TASK REQUIREMENTS
Reproduce the following material word for word, omitting the pictures.

-- Begin --

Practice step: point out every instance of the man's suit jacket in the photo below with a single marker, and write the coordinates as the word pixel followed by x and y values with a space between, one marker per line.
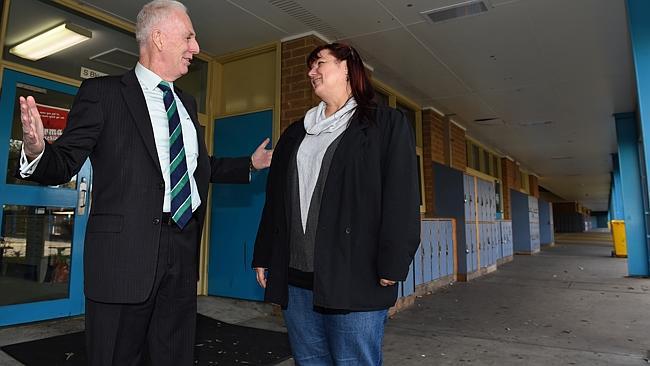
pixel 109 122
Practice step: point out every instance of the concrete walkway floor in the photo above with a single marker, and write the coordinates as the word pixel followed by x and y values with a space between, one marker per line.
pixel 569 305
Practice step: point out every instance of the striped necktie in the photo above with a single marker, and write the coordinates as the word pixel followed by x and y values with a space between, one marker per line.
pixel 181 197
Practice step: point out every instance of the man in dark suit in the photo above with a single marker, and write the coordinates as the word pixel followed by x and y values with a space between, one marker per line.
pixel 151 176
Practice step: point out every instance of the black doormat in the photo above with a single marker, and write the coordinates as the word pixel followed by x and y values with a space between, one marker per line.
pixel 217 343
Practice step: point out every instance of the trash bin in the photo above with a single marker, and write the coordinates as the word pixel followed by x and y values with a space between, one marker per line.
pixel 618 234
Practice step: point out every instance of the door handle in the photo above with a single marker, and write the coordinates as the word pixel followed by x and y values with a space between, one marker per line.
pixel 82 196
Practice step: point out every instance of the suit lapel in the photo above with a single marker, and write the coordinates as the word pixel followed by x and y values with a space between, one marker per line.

-- End --

COMPLETED TASK
Practice step: point out every instance of the man's suit jacket in the photo below with a single marker, and write the coordinates as the word pixel followed by x and y values with a space between, one marker per line.
pixel 109 122
Practice step: point out every instance of the concrete walkway floor in the photo above with a single marker, and write the coordinates as the word pixel followed by x and y values with a space between, one marker per line.
pixel 569 305
Practice step: point out every instance of the striped necktie in the photo above with a single marker, and write the coordinates as the word pixel followed by x and y values with a space between, one marker per line.
pixel 181 197
Practice step: point out every instance of the man in dark suit in the photo above with a single marker, and write the coordinates as the word pixel followed by x and y values with a space between, one marker per line.
pixel 151 176
Practice step: point out every instance of the black doormat in the photo above with a single marker, and write the coordinates as the word pixel followed by x and y values with a space between, one marker per line.
pixel 217 343
Practice step: point out every instance of the trash bin in the photo above with a single marker, and write the coordinates as the word pixel followed by x and y values with a space between, one marker per line.
pixel 618 234
Practice step: point out every instance of the door handle in the photo above with a single marker, and write the coordinates as the word pixel followed by x and y values with a space between, one marker per line.
pixel 82 196
Practice step: point out every instance of the suit lapel in the photo above with a single marker, and write the coordinates as the word pixel followed by x and y values with a space between, one marker per line.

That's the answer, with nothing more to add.